[Labeled-object pointing entries]
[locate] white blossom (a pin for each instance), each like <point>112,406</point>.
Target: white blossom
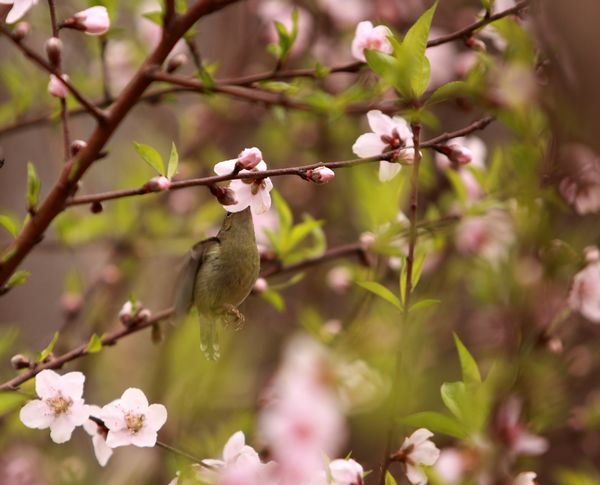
<point>131,421</point>
<point>60,407</point>
<point>387,134</point>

> **WHAT YOU NEED TO DO**:
Rewrite every line of the data above, request lines included and pictures omitted, multiplying each point coordinate in the answers by 0.65 and rounding to whole numbers with halves rounded up. Leave the numbers in the request lines and their format samples unchanged.

> **TASK RESULT**:
[locate] white blossom (a pin for each instance), each like <point>112,406</point>.
Target: white blossom
<point>85,274</point>
<point>39,265</point>
<point>252,87</point>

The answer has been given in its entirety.